- **Text block**
┌────────

Specialized cells found on the surface of plant roots. They have long hair-like structures. Their function is to increase surface area of the roots for increased absorption of mineral ions and water from the soil. They also have a lot of mitochondria to release energy for active transport.
Describe the pathway that water takes from the roots to the leaves
Root hair cell (surface of root) -> root cortex cell (inside root) -> xylem vessels (from the roots through the stem) -> mesophyll cells (in leaf)
What is transpiration + purpose?
The loss of water vapour from the leaves. The water (from the soil, transported to the spongy mesophyll cells) will evaporate at the surface of spongy mesophyll cells (due to the air spaces in them & a large sa), and then the water vapour will then diffuse out of the leaf through the stomata. Leaves have more stomata in the lower epidermis, which means hat most transpiration happens there.
State 1 advantage and 1 disadvantage of transpiration
+ helps cool the plant on hot days as water evaporates
- plant may lose too much water
State 3 factors which affect the rate of transpiration
- Temperature - higher temperature means higher rate of transpiration to cool down the plant. At high temperature, water molecules gain energy, the rate of evaporation of water from mesophyll cells increases, and therefore diffusion of water vapour increases.

└────────

- **Task set**
1/ According to the notes on water transport in plants above, in which part of the leaf are there more stomata?
2/ Extend the notes on water transport in plants, picking up after their final sentence.

Point localization data
┌────────

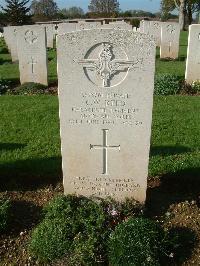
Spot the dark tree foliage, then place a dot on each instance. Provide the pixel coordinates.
(3, 19)
(104, 6)
(17, 12)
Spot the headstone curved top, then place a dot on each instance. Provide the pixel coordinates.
(31, 42)
(106, 82)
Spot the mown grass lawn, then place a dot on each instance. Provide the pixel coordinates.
(10, 71)
(30, 142)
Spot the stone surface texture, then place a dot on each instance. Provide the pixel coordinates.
(50, 32)
(170, 34)
(117, 26)
(32, 54)
(193, 54)
(66, 27)
(106, 82)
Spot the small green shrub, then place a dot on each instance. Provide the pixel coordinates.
(3, 47)
(5, 206)
(4, 86)
(82, 235)
(166, 84)
(195, 86)
(51, 240)
(29, 88)
(137, 241)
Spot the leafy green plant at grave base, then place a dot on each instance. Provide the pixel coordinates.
(5, 206)
(196, 86)
(51, 239)
(83, 225)
(167, 84)
(137, 241)
(3, 47)
(4, 86)
(135, 22)
(29, 88)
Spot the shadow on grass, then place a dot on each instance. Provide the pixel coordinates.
(184, 241)
(168, 150)
(30, 174)
(24, 216)
(11, 146)
(173, 188)
(5, 61)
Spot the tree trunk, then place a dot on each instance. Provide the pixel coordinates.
(182, 14)
(189, 13)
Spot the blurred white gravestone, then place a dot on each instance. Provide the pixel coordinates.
(170, 34)
(82, 25)
(106, 82)
(32, 54)
(145, 26)
(155, 31)
(50, 34)
(117, 26)
(193, 54)
(65, 28)
(10, 35)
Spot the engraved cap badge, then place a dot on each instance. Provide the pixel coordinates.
(106, 67)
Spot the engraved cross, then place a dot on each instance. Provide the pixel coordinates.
(105, 147)
(32, 63)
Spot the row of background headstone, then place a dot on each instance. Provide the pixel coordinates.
(165, 34)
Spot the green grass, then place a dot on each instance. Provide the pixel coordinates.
(10, 71)
(30, 142)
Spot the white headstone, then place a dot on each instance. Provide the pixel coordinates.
(106, 82)
(117, 26)
(145, 26)
(193, 54)
(170, 34)
(155, 31)
(32, 54)
(50, 34)
(10, 35)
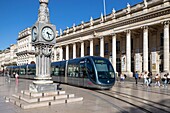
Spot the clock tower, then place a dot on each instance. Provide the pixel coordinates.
(43, 39)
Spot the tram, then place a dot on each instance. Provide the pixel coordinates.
(90, 72)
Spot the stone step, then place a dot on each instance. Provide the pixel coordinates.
(30, 99)
(35, 94)
(25, 105)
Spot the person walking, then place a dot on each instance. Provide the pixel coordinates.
(136, 77)
(164, 80)
(157, 80)
(145, 76)
(7, 77)
(149, 78)
(168, 78)
(16, 78)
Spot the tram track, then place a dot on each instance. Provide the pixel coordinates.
(146, 90)
(140, 103)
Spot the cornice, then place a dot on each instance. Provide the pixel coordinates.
(115, 24)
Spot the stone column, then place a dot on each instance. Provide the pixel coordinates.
(55, 54)
(102, 46)
(166, 2)
(74, 50)
(91, 47)
(166, 47)
(145, 48)
(82, 49)
(114, 51)
(61, 53)
(128, 51)
(67, 52)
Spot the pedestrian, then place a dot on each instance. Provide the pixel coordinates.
(136, 77)
(16, 78)
(145, 76)
(168, 78)
(157, 80)
(7, 77)
(122, 77)
(164, 80)
(149, 78)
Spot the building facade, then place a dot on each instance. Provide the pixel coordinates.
(8, 57)
(26, 52)
(135, 38)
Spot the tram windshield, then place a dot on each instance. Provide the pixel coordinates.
(104, 69)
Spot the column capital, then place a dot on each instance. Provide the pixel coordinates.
(166, 24)
(90, 39)
(113, 34)
(127, 31)
(166, 1)
(145, 27)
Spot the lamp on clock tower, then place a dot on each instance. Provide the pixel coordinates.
(43, 39)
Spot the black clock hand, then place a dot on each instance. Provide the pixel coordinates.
(48, 35)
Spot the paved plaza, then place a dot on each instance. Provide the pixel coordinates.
(95, 101)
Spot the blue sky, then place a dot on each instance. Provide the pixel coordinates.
(17, 15)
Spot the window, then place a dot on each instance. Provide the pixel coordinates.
(106, 49)
(90, 70)
(97, 50)
(83, 73)
(88, 50)
(117, 46)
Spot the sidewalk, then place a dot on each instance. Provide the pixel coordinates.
(129, 82)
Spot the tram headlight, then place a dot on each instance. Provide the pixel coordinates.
(112, 74)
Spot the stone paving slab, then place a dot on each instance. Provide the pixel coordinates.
(92, 102)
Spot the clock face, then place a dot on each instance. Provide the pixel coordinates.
(34, 33)
(47, 33)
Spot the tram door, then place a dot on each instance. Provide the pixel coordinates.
(82, 73)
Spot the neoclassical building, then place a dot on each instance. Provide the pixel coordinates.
(8, 57)
(26, 52)
(135, 38)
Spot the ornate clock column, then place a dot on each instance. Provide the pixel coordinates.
(43, 39)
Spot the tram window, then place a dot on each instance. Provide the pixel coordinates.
(73, 71)
(90, 70)
(31, 71)
(104, 69)
(56, 71)
(62, 72)
(22, 71)
(83, 73)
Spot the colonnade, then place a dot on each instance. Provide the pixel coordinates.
(128, 36)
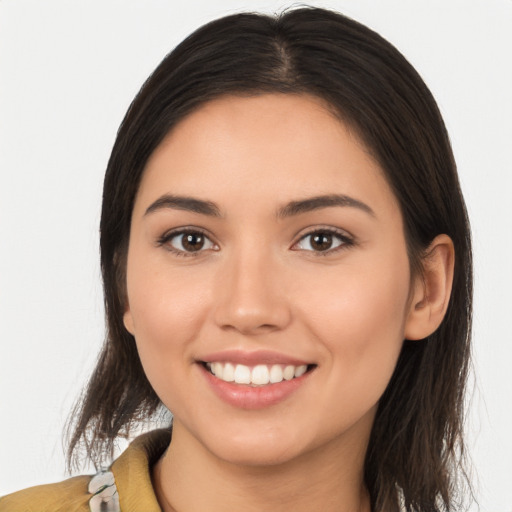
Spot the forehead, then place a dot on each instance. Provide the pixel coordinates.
(272, 146)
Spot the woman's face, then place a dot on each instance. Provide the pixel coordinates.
(266, 242)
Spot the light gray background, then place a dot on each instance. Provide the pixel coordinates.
(68, 71)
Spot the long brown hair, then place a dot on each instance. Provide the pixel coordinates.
(416, 446)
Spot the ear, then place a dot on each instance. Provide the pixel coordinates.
(128, 321)
(431, 293)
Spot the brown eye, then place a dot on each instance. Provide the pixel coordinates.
(193, 241)
(322, 241)
(189, 242)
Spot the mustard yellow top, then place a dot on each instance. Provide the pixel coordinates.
(132, 474)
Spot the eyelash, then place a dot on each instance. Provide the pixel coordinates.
(346, 241)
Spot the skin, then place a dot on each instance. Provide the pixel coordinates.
(258, 283)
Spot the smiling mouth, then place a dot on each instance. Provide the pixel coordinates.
(258, 375)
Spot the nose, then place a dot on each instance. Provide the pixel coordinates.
(251, 295)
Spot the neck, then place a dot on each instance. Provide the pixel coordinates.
(190, 478)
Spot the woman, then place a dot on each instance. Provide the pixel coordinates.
(287, 269)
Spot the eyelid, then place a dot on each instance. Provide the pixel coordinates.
(164, 240)
(347, 240)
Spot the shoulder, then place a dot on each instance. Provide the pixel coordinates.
(71, 495)
(127, 483)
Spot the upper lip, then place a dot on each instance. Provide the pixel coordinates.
(252, 358)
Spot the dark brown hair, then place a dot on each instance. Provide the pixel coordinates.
(416, 446)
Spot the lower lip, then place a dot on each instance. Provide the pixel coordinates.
(248, 397)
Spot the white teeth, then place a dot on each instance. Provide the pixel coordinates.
(242, 374)
(300, 370)
(259, 375)
(276, 374)
(289, 372)
(217, 369)
(229, 373)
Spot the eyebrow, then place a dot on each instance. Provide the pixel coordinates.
(209, 208)
(184, 203)
(318, 202)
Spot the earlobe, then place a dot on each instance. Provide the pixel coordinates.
(128, 321)
(432, 290)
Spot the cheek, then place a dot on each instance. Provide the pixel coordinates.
(359, 314)
(166, 311)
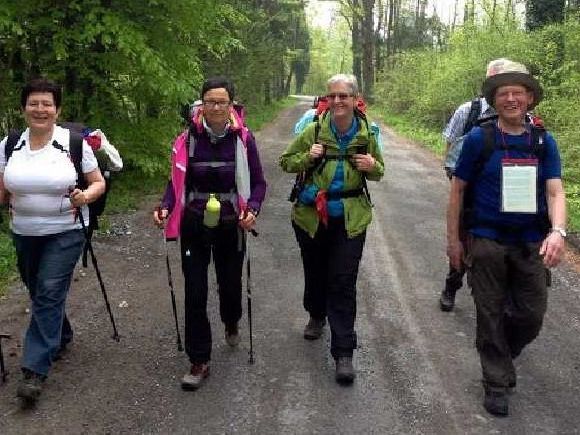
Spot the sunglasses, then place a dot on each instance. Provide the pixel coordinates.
(340, 95)
(210, 104)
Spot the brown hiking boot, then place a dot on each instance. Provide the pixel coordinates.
(194, 378)
(314, 328)
(447, 300)
(232, 334)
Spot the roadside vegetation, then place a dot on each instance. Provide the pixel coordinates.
(128, 67)
(421, 91)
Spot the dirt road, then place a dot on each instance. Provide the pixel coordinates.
(418, 370)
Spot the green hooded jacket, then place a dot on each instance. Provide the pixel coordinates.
(357, 210)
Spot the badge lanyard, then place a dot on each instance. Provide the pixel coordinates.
(519, 182)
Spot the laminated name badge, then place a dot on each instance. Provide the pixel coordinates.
(519, 185)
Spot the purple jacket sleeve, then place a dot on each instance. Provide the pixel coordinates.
(257, 181)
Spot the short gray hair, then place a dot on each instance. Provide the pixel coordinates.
(349, 79)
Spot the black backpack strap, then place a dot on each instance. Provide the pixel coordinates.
(473, 116)
(489, 146)
(538, 141)
(11, 142)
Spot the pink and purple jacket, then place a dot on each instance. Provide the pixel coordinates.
(245, 177)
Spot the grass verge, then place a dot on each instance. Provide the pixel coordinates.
(127, 192)
(432, 139)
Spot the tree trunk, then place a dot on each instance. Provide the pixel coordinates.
(356, 41)
(368, 72)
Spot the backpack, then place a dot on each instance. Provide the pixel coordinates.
(322, 110)
(538, 133)
(473, 119)
(109, 161)
(473, 116)
(240, 195)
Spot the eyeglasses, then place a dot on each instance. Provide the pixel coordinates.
(210, 104)
(341, 96)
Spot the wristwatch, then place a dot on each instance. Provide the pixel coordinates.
(560, 230)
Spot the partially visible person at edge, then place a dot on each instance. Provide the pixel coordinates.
(36, 180)
(453, 135)
(507, 249)
(221, 164)
(332, 213)
(310, 115)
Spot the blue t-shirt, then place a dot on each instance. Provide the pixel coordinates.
(489, 221)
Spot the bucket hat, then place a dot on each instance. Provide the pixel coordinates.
(504, 72)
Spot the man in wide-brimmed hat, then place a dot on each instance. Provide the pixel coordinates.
(465, 117)
(516, 221)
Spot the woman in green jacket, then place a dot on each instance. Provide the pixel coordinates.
(336, 155)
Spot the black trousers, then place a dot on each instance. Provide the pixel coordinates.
(331, 260)
(509, 289)
(198, 243)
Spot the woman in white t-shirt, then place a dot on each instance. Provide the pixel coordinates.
(37, 178)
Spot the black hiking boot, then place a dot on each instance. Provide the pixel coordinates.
(447, 300)
(30, 387)
(344, 370)
(193, 379)
(496, 402)
(314, 328)
(232, 334)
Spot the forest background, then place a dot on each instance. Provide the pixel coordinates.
(129, 66)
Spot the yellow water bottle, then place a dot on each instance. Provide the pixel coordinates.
(211, 215)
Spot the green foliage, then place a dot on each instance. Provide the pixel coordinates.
(7, 255)
(330, 54)
(423, 88)
(127, 67)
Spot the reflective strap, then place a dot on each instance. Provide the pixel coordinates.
(213, 164)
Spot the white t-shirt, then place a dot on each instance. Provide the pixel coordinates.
(39, 181)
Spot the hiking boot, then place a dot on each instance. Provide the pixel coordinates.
(194, 378)
(314, 328)
(232, 334)
(344, 370)
(496, 402)
(447, 300)
(30, 387)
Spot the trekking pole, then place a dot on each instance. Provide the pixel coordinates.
(3, 372)
(249, 295)
(98, 272)
(171, 289)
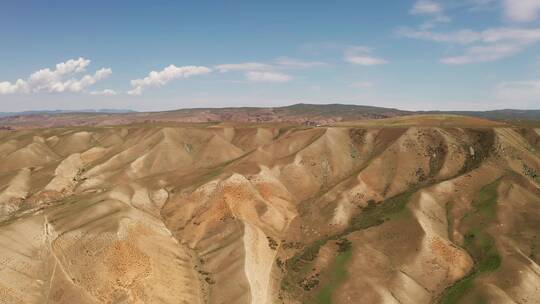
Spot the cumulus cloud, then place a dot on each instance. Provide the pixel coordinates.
(58, 80)
(426, 7)
(484, 54)
(522, 10)
(160, 78)
(431, 9)
(488, 45)
(279, 63)
(287, 62)
(361, 55)
(257, 76)
(526, 92)
(245, 66)
(106, 92)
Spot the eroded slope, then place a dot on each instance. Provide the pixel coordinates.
(180, 214)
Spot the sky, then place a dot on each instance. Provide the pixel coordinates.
(162, 55)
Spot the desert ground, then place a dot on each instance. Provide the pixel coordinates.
(409, 209)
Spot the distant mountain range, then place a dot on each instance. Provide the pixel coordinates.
(310, 114)
(54, 112)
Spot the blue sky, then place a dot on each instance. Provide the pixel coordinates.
(159, 55)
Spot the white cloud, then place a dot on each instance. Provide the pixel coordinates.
(245, 66)
(521, 10)
(362, 85)
(488, 45)
(59, 80)
(426, 7)
(256, 76)
(527, 92)
(361, 55)
(287, 62)
(160, 78)
(484, 54)
(106, 92)
(280, 63)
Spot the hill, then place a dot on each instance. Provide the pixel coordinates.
(405, 209)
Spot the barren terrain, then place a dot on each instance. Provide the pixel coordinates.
(412, 209)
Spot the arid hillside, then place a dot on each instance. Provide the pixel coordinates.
(415, 209)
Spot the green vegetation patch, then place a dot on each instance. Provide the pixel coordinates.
(478, 243)
(338, 273)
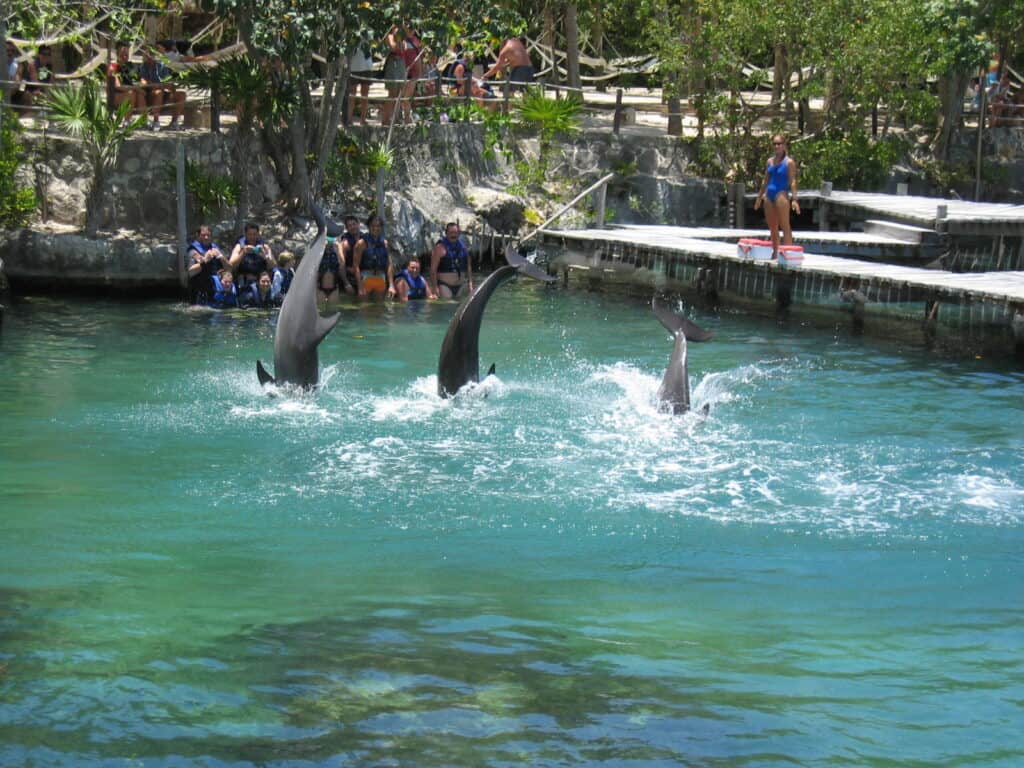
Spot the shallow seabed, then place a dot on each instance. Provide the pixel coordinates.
(548, 570)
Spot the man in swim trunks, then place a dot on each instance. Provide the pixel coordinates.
(778, 194)
(514, 59)
(410, 284)
(374, 271)
(348, 241)
(450, 264)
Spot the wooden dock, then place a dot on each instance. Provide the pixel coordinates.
(952, 216)
(990, 304)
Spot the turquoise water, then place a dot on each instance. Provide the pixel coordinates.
(548, 570)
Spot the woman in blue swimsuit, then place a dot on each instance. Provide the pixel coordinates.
(778, 194)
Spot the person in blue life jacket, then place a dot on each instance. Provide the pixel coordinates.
(409, 284)
(285, 272)
(205, 260)
(347, 242)
(778, 194)
(450, 264)
(251, 256)
(225, 295)
(260, 295)
(374, 271)
(331, 273)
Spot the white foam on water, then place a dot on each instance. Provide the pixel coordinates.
(1001, 499)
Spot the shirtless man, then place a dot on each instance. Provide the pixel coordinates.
(514, 58)
(125, 77)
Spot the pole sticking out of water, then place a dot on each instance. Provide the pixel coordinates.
(179, 167)
(568, 206)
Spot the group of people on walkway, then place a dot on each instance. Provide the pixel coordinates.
(356, 263)
(411, 73)
(29, 74)
(147, 87)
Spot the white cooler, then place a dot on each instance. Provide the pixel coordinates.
(759, 250)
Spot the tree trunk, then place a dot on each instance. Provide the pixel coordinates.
(951, 87)
(572, 46)
(780, 76)
(548, 38)
(94, 201)
(675, 116)
(242, 154)
(299, 190)
(597, 35)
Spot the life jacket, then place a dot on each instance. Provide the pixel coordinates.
(202, 284)
(417, 286)
(283, 280)
(252, 298)
(221, 298)
(351, 240)
(329, 261)
(375, 256)
(456, 258)
(252, 262)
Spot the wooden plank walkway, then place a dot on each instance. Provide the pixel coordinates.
(962, 216)
(606, 249)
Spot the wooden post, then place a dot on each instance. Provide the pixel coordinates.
(738, 189)
(110, 80)
(823, 206)
(179, 167)
(215, 107)
(981, 130)
(380, 193)
(600, 198)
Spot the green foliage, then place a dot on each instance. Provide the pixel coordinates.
(351, 172)
(850, 161)
(79, 110)
(551, 117)
(210, 193)
(496, 124)
(16, 203)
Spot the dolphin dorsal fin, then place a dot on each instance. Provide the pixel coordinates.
(262, 375)
(325, 325)
(675, 323)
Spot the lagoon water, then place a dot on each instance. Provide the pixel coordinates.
(827, 570)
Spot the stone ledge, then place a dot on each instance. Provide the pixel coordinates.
(65, 260)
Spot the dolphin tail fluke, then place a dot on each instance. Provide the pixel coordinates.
(262, 375)
(524, 266)
(675, 323)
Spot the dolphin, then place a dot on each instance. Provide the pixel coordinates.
(300, 326)
(460, 358)
(675, 388)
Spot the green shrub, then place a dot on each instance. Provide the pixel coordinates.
(16, 203)
(850, 161)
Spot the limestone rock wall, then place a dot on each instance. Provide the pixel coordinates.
(441, 173)
(141, 196)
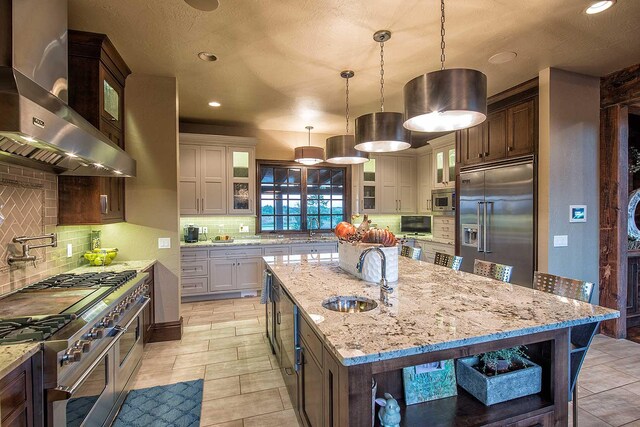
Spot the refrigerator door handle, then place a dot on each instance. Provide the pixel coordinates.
(479, 238)
(485, 227)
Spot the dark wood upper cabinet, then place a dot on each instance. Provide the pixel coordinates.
(97, 75)
(521, 128)
(508, 132)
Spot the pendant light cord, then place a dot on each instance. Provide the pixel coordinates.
(346, 112)
(442, 57)
(382, 76)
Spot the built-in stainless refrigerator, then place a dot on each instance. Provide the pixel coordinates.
(497, 218)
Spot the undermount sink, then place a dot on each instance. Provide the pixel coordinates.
(349, 304)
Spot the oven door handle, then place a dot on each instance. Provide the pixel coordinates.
(65, 393)
(125, 328)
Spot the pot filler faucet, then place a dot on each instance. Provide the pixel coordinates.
(25, 257)
(385, 289)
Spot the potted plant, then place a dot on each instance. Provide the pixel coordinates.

└────────

- **Answers to the exercise**
1/ In the lower epidermis.

2/
- Wind speed - higher wind speed will take away water vapour from the surface of leaves, which means a higher concentration gradient so faster diffusion so higher rate of transpiration
- Humidity - as humidity increases the leaf is surrounded by moist air, so the concentration gradient decreases resulting in less transpiration.
Describe an experiment investigating transpiration
- Cut a small shoot off a plant
- Set up a potometer (a capillary tube is connected to both the beaker of water and the leaves of the shoot. As water vapour from the leaves is lost by transpiration, it is replaced by water from the beaker, which causes the air bubble in the capillary tube to move, the distance of which is recorded) with the cut shoot
- Place the apparatus in a cool room
- Record the temperature of the room.
- Measure the time taken for the bubble in the capillary tube to move a given distance.
- Repeat steps 4 and 5 in a warm room, then in a hot room.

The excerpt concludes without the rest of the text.